Selected extract »
═══

But large scale CB attempts by massive numbers of shells were regularly tried and the results were disappointing. Arguably, the same shells fired at the forward areas instead would have had a greater impact.

The target density in the rear areas where the guns live is quite low. The guns don't have to be that concentrated. Some promixity is necessary for fire coordination, to make use of scarce communication, command, and supply assets. But all of these targets can be "hardened", all are only located roughly, there is no real time adjustment of fire (or it is from the air and imprecise, obscured by smoke and dust once rounds fall, etc).

If the guns were far more vunerable targets than front line infantry positions, it might still be worth it. But they aren't, particularly. In the case of the St. Lo campaign, it is pretty clear what actually worked. The front just chewed apart 3 battalions worth of infantry a day and the Germans could not replace them, not that fast. As long as fresh formations were reaching the front continually, they held - barely. Once that reinforcement stream gave out, in a matter of days the front was too weak in infantry terms to hold out anymore.

═══

Entries for bounding box labeling
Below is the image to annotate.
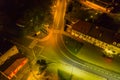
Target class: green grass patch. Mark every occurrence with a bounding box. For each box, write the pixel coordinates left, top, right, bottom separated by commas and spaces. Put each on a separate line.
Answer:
58, 69, 72, 80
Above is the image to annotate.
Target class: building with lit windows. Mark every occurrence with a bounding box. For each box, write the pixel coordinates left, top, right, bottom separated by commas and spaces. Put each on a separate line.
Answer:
66, 20, 120, 57
0, 38, 28, 80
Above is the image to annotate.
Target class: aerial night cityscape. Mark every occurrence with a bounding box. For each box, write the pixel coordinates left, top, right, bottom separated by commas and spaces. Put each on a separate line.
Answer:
0, 0, 120, 80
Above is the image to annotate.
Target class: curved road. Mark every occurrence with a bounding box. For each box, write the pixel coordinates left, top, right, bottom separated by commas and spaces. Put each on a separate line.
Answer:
54, 0, 120, 80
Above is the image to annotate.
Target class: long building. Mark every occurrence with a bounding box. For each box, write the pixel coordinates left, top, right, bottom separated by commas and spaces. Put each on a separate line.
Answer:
67, 20, 120, 57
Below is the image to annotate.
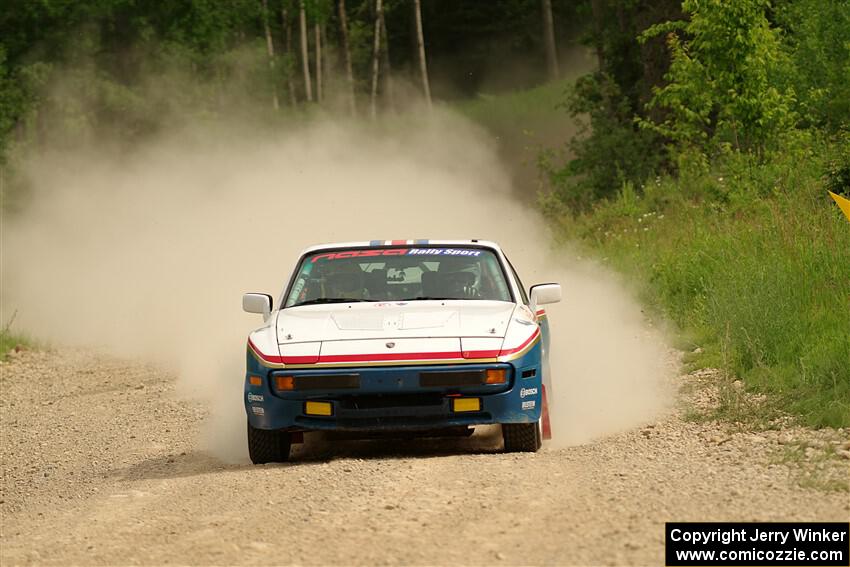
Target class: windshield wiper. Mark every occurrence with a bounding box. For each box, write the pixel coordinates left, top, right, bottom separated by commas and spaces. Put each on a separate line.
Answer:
293, 297, 374, 307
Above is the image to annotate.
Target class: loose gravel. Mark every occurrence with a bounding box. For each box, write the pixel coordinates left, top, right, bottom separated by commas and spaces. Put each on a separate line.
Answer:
0, 350, 850, 566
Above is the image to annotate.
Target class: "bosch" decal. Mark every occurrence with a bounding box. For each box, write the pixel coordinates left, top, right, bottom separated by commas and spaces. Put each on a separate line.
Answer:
311, 248, 409, 262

═══

Tasks for this exercise »
**1)** Translate this sentence from the passage on artillery fire into Spanish: "The target density in the rear areas where the guns live is quite low."
**2)** Answer from the passage on artillery fire:
(a) What were the results of the large scale CB attempts?
(b) What word does the passage use for what can be done to all the targets in the rear areas?
(c) How much infantry did the front chew apart each day in the St. Lo campaign?
**3)** Carry the passage on artillery fire forward from its last sentence.

Answers provided »
**1)** La densidad de objetivos en las zonas de retaguardia donde están los cañones es bastante baja.

**2)**
(a) They were disappointing.
(b) "Hardened."
(c) 3 battalions' worth.

**3)**
What chewed up those 3 battalions a day of infantry was all the howitzer fire directed at the front line areas, the first 2-3 miles of depth, not the deep counterbattery fire. Infantry inflicted some of the losses too, of course.

But as usual, shellfire inflicted the majority of the casualties. This wasn't annihilation fire either. It did not blow a hole through the line in a few hours and allow a breakthrough before anyone had time to patch the hole - nothing like that. It just bled the defenders every day, and their numbers did not hold out while the numbers of shells being thrown at them did.

There is something between annihilation and suppression, in other words - both of them really maneuver force concepts (get 'em out of my way or pin them for a few hours while I do something). Just plain bleeding them. Over a long enough time scale - which is measured in days or weeks, not years - and with enough ammo, you can just shoot and shoot until the defenders are too weak to hold any longer.

Something similar was of course happening to the US attackers, even with the lower ammo available to the Germans. The Americans were losing men to the German infantry, to mortars, mines, and to the German artillery. It was not cheap, and it was a natural temptation to use the strength of the US artillery trying to lower "own side" losses by suppressing and silencing the German guns, instead of using it to drive German side losses higher, by targeting their front line infantry with all the heavy stuff.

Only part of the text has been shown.